___ PASSAGE TO READ
Harvard-Smithsonian Center for Astrophysics

Some astronomers have been presenting their views on the early history
of the Universe. They think that fewer, larger galaxies, rather than
more numerous, smaller ones, dominated the Universe by the time it was
a billion years old; dwarf-galaxy formation almost stopped 'only' a
few hundred million years after the Big Bang. They see the sequence
of events as follows. Nearly 14 billion years ago, the Big Bang
filled the Universe with hot matter in the form of negatively charged
electrons and positively charged hydrogen and helium ions. As space
expanded and cooled, the electrons and ions combined to form neutral
atoms. Those atoms efficiently absorbed light, yielding a pervasive
dark fog throughout space, which lasted during an era dubbed the 'Dark
Ages'. Then the first generation of stars began clearing that fog by
bathing the Universe in ultraviolet radiation, which split the atoms
again into electrons and ions in a process called ionization. Since
the Big Bang created an ionized Universe that later became neutral,
that second phase of ionization by stars is known as the 'epoch of
re-ionization'. It took place in the first few hundred million years
of existence. During that epoch, gas was not only ionized but also
heated. Cool gas clumps together to form stars and galaxies more
easily than hot gas. The hotter the gas, the more massive a galactic
'seed' must be to attract enough matter to become a galaxy. Before
the epoch of reionization, galaxies containing 'only' 100 million
solar masses of material could form easily, but afterwards galaxies
required more than 10 billion solar masses of material to be
assembled. The astronomers admit that confirmation of the suppression
of dwarf-galaxy formation will require the use of a future generation
of more powerful telescopes.
______
___ RECORDS SHOWN
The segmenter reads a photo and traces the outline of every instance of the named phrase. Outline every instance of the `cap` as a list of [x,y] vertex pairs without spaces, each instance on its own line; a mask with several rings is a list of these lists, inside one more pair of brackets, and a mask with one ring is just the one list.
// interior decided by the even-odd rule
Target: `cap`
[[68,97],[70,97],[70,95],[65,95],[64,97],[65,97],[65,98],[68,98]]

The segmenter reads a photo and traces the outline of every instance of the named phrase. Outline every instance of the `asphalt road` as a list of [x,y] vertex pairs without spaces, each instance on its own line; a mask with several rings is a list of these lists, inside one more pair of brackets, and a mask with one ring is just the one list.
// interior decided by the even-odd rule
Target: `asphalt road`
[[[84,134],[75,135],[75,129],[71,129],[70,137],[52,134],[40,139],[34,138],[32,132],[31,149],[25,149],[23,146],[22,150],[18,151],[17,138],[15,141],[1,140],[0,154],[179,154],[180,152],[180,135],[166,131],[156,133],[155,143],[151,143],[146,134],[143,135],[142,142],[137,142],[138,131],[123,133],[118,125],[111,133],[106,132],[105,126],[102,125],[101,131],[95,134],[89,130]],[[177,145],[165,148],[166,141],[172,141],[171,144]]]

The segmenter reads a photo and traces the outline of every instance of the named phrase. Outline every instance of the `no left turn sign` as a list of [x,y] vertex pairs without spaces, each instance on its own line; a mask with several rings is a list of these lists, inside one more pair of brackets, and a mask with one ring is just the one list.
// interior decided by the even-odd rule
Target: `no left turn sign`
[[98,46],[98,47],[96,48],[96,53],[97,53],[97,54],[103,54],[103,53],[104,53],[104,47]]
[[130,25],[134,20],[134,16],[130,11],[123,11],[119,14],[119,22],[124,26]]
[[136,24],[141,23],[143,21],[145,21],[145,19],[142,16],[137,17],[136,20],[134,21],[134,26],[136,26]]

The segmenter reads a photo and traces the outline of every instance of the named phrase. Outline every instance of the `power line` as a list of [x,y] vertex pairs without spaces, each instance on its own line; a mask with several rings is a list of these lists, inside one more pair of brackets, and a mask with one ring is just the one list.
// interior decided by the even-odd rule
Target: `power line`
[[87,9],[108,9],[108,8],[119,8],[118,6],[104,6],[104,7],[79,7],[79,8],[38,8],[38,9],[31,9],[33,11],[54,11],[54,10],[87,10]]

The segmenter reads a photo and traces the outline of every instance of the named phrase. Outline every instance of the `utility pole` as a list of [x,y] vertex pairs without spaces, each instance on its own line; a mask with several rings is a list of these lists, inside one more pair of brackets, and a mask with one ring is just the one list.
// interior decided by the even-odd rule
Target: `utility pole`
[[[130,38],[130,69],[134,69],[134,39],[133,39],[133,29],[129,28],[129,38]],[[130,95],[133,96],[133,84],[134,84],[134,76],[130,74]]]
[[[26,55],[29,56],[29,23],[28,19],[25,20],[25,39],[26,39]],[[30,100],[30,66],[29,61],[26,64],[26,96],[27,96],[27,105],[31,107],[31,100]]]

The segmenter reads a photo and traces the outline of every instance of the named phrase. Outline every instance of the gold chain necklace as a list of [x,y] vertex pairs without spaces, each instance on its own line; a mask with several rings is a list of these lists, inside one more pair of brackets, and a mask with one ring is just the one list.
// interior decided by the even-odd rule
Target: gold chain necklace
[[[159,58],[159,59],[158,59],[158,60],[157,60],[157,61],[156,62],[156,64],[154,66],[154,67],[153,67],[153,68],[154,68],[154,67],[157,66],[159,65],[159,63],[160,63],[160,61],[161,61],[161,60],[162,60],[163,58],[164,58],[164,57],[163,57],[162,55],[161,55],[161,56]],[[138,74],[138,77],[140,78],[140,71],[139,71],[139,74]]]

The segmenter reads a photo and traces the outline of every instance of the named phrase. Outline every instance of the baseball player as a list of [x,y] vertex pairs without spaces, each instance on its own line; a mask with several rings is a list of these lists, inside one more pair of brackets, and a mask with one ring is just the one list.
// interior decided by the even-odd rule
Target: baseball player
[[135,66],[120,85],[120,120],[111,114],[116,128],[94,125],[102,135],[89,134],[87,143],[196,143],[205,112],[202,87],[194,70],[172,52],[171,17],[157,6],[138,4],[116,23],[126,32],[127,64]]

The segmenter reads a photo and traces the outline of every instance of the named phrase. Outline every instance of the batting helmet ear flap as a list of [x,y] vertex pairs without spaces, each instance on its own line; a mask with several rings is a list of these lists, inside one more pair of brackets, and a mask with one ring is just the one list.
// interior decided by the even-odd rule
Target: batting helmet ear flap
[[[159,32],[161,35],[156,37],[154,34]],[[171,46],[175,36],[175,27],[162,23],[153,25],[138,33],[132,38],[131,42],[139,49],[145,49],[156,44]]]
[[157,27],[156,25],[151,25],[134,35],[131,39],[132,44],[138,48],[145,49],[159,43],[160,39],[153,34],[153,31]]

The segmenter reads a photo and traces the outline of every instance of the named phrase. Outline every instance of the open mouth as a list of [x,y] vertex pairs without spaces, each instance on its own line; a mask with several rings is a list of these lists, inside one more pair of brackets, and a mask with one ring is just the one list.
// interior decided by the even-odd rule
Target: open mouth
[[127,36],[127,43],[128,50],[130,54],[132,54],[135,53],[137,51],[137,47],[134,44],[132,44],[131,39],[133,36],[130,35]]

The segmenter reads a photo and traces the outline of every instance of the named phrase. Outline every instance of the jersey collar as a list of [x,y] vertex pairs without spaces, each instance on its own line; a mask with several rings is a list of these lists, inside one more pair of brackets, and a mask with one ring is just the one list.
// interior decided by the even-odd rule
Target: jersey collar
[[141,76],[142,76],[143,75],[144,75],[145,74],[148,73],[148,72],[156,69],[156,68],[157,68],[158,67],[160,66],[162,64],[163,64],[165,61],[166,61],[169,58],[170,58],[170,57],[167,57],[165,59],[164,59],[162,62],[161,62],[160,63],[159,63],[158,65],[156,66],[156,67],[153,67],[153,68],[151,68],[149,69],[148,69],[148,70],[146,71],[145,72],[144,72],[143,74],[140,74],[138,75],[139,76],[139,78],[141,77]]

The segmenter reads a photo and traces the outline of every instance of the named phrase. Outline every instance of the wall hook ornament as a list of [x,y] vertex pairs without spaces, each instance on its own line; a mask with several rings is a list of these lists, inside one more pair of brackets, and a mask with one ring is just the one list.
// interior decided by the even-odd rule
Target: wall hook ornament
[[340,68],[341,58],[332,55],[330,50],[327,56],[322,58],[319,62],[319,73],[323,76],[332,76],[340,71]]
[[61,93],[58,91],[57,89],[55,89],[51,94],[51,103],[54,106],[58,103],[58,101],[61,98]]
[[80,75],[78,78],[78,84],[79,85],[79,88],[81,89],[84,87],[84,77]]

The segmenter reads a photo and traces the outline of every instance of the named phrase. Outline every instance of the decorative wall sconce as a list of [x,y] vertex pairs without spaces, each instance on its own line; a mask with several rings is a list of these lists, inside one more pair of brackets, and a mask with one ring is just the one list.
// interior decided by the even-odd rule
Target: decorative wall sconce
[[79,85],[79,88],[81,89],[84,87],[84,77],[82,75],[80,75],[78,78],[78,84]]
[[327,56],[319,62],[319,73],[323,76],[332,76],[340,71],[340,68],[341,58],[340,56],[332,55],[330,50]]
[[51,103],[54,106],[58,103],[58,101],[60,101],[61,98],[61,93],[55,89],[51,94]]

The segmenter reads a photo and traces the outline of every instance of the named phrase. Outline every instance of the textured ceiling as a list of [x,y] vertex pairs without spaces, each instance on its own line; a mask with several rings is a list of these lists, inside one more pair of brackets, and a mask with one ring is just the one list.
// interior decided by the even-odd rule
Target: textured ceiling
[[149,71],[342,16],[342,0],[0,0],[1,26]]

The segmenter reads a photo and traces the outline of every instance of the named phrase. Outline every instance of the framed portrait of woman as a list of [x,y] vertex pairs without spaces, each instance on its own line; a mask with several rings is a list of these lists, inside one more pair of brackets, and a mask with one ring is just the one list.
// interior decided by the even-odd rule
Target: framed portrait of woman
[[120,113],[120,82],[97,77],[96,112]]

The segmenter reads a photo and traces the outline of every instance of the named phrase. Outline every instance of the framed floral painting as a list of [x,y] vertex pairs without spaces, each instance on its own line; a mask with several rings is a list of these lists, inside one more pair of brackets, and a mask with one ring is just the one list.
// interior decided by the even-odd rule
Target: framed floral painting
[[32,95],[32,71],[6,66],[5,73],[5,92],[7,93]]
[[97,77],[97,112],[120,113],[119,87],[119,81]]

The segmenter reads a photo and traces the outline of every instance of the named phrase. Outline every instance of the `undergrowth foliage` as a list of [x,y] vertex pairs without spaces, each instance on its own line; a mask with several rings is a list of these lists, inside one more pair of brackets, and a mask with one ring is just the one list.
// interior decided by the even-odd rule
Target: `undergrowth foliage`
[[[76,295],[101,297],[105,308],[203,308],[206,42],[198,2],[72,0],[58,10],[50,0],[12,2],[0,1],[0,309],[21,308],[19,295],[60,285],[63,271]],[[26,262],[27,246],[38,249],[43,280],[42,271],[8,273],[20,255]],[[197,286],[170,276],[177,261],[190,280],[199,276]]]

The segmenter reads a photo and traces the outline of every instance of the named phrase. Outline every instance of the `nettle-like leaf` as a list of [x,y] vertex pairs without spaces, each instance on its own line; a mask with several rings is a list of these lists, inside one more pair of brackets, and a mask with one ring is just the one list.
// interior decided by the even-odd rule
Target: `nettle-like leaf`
______
In the passage on the early Universe, list each kind of charged particle that the Big Bang filled the Universe with, giving the charge of each.

#### WRITTEN ANSWER
- Electrons: negative
- Hydrogen ions: positive
- Helium ions: positive